## BEGIN PASSAGE SHOWN

Most of these unsavoury truths have long been available to anyone prepared to dig a little. But there is nothing like defeat in war to bring them all to the surface.

A recent interview in the Economist with Ukrainian commander-in-chief General Valery Zaluzhny gave a damning assessment of Ukraine’s conduct of the war, concluding that the current military situation is one of ‘stalemate’.

Zaluzhny maintains that an army of Ukraine’s standard ought to have been able to move at a speed of 30km a day as it breached Russian lines, pointing out: “If you look at Nato’s textbooks and at the maths which we did, four months should have been enough time for us to have reached Crimea, to have fought in Crimea, to return from Crimea and to have gone back in and out again.”

Instead of which, his troops got stuck in minefields on the approaches to Bakhmut in the east, where his western-supplied equipment got pummelled by Russian artillery and drones. He says that the same thing happened on the offensive’s main thrust in the south, where inexperienced brigades immediately ran into trouble. (Ukraine’s commander-in-chief on the breakthrough he needs to beat Russia, Economist, 1 November 2023)

## END PASSAGE SHOWN

PROBLEM SET:
**1)** Could you condense the paragraph beginning "Zaluzhny maintains" in the passage on Ukraine's war into a short list that keeps its main facts?
**2)** In the passage on Ukraine's war, can you give the text from "Instead of which, his" to "1 November 2023)" again, substituting "foreign-supplied" for "western-supplied"?

## BEGIN EXTRACTED DATA

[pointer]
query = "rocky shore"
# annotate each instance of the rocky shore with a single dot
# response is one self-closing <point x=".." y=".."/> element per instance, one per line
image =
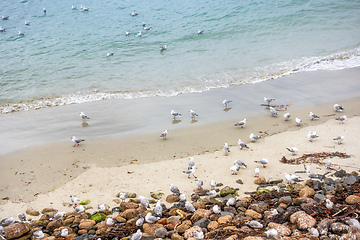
<point x="325" y="208"/>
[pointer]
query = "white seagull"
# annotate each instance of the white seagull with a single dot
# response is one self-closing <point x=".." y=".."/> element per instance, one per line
<point x="241" y="123"/>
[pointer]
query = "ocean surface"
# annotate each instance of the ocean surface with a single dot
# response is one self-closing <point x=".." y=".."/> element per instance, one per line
<point x="62" y="57"/>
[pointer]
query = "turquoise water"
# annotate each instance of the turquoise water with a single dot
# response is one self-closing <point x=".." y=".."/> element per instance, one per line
<point x="62" y="58"/>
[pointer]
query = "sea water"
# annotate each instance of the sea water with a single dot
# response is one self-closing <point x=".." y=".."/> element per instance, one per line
<point x="62" y="57"/>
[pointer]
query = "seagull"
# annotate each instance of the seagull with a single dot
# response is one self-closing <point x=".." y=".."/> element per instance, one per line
<point x="263" y="161"/>
<point x="226" y="149"/>
<point x="216" y="209"/>
<point x="190" y="172"/>
<point x="164" y="134"/>
<point x="256" y="171"/>
<point x="77" y="141"/>
<point x="341" y="118"/>
<point x="231" y="202"/>
<point x="193" y="114"/>
<point x="311" y="136"/>
<point x="271" y="233"/>
<point x="189" y="207"/>
<point x="174" y="189"/>
<point x="293" y="150"/>
<point x="83" y="117"/>
<point x="338" y="107"/>
<point x="144" y="201"/>
<point x="199" y="183"/>
<point x="150" y="218"/>
<point x="38" y="234"/>
<point x="339" y="139"/>
<point x="240" y="163"/>
<point x="226" y="102"/>
<point x="268" y="100"/>
<point x="253" y="137"/>
<point x="273" y="112"/>
<point x="242" y="144"/>
<point x="241" y="123"/>
<point x="313" y="116"/>
<point x="123" y="196"/>
<point x="212" y="184"/>
<point x="234" y="169"/>
<point x="137" y="235"/>
<point x="191" y="163"/>
<point x="212" y="193"/>
<point x="287" y="116"/>
<point x="175" y="114"/>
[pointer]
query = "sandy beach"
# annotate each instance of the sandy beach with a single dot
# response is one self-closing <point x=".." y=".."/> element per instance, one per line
<point x="99" y="170"/>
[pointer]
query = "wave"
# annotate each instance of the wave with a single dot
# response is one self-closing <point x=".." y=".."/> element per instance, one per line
<point x="336" y="61"/>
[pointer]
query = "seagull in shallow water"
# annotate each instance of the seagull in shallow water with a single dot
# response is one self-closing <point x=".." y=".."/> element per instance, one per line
<point x="242" y="144"/>
<point x="313" y="116"/>
<point x="241" y="123"/>
<point x="164" y="134"/>
<point x="341" y="119"/>
<point x="77" y="141"/>
<point x="339" y="139"/>
<point x="287" y="116"/>
<point x="338" y="108"/>
<point x="254" y="137"/>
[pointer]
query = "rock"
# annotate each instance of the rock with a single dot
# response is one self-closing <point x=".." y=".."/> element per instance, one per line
<point x="202" y="223"/>
<point x="260" y="180"/>
<point x="199" y="214"/>
<point x="303" y="220"/>
<point x="226" y="191"/>
<point x="129" y="213"/>
<point x="189" y="233"/>
<point x="172" y="198"/>
<point x="352" y="199"/>
<point x="160" y="232"/>
<point x="32" y="212"/>
<point x="16" y="230"/>
<point x="224" y="219"/>
<point x="157" y="195"/>
<point x="253" y="214"/>
<point x="307" y="192"/>
<point x="282" y="230"/>
<point x="86" y="224"/>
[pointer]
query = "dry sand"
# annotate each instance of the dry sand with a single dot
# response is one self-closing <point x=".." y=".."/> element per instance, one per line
<point x="45" y="176"/>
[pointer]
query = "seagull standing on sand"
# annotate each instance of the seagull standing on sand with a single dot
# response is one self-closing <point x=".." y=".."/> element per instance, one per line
<point x="287" y="116"/>
<point x="341" y="119"/>
<point x="339" y="139"/>
<point x="313" y="116"/>
<point x="311" y="136"/>
<point x="242" y="144"/>
<point x="263" y="161"/>
<point x="190" y="172"/>
<point x="164" y="134"/>
<point x="241" y="123"/>
<point x="77" y="141"/>
<point x="254" y="137"/>
<point x="226" y="149"/>
<point x="338" y="108"/>
<point x="175" y="114"/>
<point x="293" y="150"/>
<point x="226" y="102"/>
<point x="193" y="114"/>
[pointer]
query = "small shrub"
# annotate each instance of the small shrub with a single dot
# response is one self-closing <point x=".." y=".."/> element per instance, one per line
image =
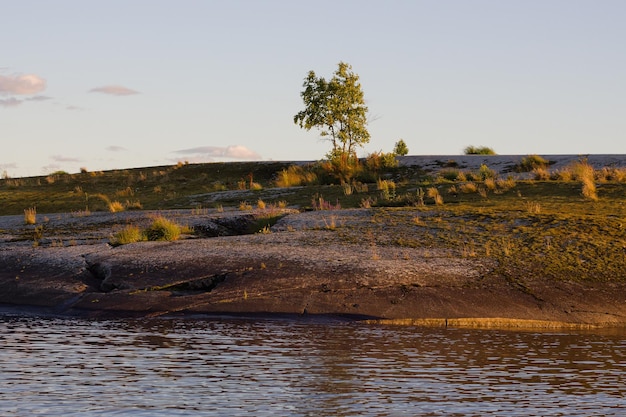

## END EXTRACTED DATA

COMPLETED EXERCISE:
**1)**
- Zaluzhny says an army of Ukraine's standard should have been able to advance 30km a day once it breached Russian lines.
- He cites Nato's textbooks and Ukraine's own calculations.
- By those figures, four months should have been enough to reach Crimea, fight in Crimea, return from it, and go back in and out again.

**2)**
Instead of which, his troops got stuck in minefields on the approaches to Bakhmut in the east, where his foreign-supplied equipment got pummelled by Russian artillery and drones. He says that the same thing happened on the offensive’s main thrust in the south, where inexperienced brigades immediately ran into trouble. (Ukraine’s commander-in-chief on the breakthrough he needs to beat Russia, Economist, 1 November 2023)